[begin QUOTED PASSAGE]

Edit: I would rather use DSR for 4k gaming over a 4k TV right now. /hugs my large 46inch 1080p NEC monitor.
 
That seals the deal for me. Short of some odd happening, my 7970 will be replaced with a 290x once they start to bottom out on price.

Unless the 390x happens to get into the mid 3's, then I might go there. Otherwise, I just don't see it.

You might have missed that.

Most 290x GPU's were deeply discounted in anticipation of the 390x release, but as soon as the NDA lifted they shot back up.

A 290x OC model with 8GB (equivalent to a 390x) will now run you ~$420 :(
 
That seals the deal for me. Short of some odd happening, my 7970 will be replaced with a 290x once they start to bottom out on price.

Unless the 390x happens to get into the mid 3's, then I might go there. Otherwise, I just don't see it.

I would also look at other reviews around the net. Most of them are showing different results then [H].

[end QUOTED PASSAGE]

EXERCISES TO COMPLETE>
1) Answer these questions from the graphics card discussion:
(a) Which card does the writer plan to replace the 7970 with?
(b) Roughly how much does a 290x OC model with 8GB now cost?
(c) What size is the NEC monitor mentioned?
2) Write a few more sentences of the graphics card discussion, starting after its last sentence.
The lines have no connection to the graphics card discussion.

[begin PROVIDED MATERIAL]

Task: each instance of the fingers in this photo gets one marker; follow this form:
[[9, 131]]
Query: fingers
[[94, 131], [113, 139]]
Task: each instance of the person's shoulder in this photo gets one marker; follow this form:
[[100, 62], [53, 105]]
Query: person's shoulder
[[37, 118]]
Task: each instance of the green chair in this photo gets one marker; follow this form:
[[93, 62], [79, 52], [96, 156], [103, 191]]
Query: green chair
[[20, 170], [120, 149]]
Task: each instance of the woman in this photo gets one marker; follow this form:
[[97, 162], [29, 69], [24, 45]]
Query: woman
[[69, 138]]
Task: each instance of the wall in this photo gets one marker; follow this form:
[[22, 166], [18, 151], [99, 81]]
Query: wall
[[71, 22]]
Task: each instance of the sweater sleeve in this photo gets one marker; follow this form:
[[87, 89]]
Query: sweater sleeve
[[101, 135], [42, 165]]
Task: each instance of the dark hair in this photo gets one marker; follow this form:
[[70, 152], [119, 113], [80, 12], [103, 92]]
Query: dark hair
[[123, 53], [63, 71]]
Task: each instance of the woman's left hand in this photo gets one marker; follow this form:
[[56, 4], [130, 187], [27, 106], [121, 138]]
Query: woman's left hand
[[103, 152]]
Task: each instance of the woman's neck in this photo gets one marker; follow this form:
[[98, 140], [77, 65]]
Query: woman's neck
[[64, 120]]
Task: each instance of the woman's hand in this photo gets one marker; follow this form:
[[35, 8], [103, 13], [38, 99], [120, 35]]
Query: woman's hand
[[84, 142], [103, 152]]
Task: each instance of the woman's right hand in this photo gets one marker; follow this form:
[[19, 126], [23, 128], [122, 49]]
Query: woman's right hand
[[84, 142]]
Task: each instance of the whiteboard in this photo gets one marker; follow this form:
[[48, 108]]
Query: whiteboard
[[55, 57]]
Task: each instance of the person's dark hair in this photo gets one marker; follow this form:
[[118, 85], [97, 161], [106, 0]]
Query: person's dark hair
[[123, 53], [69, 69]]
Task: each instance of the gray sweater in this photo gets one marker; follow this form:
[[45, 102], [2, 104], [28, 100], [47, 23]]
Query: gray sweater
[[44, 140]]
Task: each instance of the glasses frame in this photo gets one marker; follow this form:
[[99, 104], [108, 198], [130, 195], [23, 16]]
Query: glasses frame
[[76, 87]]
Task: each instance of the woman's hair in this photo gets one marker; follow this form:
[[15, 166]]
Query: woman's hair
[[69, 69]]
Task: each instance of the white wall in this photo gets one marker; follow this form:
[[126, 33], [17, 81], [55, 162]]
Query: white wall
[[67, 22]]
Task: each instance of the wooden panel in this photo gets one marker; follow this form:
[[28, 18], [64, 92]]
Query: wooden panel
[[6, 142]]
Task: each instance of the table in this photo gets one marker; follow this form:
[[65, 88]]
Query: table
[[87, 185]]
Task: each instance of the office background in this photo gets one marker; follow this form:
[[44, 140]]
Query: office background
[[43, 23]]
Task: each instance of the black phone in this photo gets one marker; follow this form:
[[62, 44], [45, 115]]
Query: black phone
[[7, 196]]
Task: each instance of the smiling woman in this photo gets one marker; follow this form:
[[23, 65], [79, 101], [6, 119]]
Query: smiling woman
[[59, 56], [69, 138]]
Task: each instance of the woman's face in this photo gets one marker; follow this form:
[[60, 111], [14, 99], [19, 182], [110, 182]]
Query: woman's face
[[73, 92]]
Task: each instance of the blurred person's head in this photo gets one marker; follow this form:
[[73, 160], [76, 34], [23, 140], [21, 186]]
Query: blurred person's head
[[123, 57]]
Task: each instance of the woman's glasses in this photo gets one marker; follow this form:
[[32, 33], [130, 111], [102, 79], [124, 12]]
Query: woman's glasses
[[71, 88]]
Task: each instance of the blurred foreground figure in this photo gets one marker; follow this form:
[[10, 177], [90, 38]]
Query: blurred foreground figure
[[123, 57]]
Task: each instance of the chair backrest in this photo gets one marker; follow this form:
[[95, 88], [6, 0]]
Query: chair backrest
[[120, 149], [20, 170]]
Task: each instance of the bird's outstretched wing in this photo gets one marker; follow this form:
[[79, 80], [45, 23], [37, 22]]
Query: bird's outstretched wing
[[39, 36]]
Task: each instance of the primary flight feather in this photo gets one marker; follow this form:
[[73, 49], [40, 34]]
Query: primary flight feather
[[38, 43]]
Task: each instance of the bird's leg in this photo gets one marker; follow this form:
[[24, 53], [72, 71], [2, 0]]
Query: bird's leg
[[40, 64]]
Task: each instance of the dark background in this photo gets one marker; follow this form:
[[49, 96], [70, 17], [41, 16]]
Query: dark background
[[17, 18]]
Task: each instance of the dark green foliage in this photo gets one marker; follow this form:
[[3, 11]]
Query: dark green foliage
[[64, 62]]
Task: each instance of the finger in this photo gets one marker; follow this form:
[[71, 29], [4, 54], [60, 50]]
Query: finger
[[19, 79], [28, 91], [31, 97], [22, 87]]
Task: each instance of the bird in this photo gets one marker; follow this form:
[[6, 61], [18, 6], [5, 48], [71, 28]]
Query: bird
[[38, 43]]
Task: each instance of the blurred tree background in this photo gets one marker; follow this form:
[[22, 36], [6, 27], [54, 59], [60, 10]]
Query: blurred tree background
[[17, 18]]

[end PROVIDED MATERIAL]

ANSWER LIST>
1)
(a) A 290x
(b) About $420
(c) 46 inches (1080p)

2)
Now I do not think the 390x is a good buy right now. You should wait for the Fury Nano. It is suppose to be faster then a 290x, and use WAY less power. It only has 1 8pin for power if that tells you anything.

To me stay away from the 290x or even a 390x, And wait for the Fury Nano
 
I would also look at other reviews around the net. Most of them are showing different results then [H].

First, it is not unusual to see gameplay show differences than benchmarks. That aside, the cards were delivered with one driver, but just before launch AMD put out an updated driver. I would look to differences in the driver used first and foremost. We used the latest driver available when we did all the work. It is noted on the Test Setup page.
 
Hence my choice of the term "competitive" as opposed to "matched" or "beat" in my OP that led to this thread of conversation. Which is silly.

A better issue is this: When will AMD realize that power-hungry and hot cards are NOT what people want? Let alone new versions of old cards that require more power and only deliver linear performance increases from simple clock boosts?

Related: is there a chart showing which AMD cards belong to which architecture family? With all the re-branding over the years I'm beginning to suspect that the R5 series is a rebranded 9800 Pro...
I think that an argument can be made that performance over efficiency is what people want. Not many care about power use or temps so long as performance is there. Maybe not what you want but that's a different argument.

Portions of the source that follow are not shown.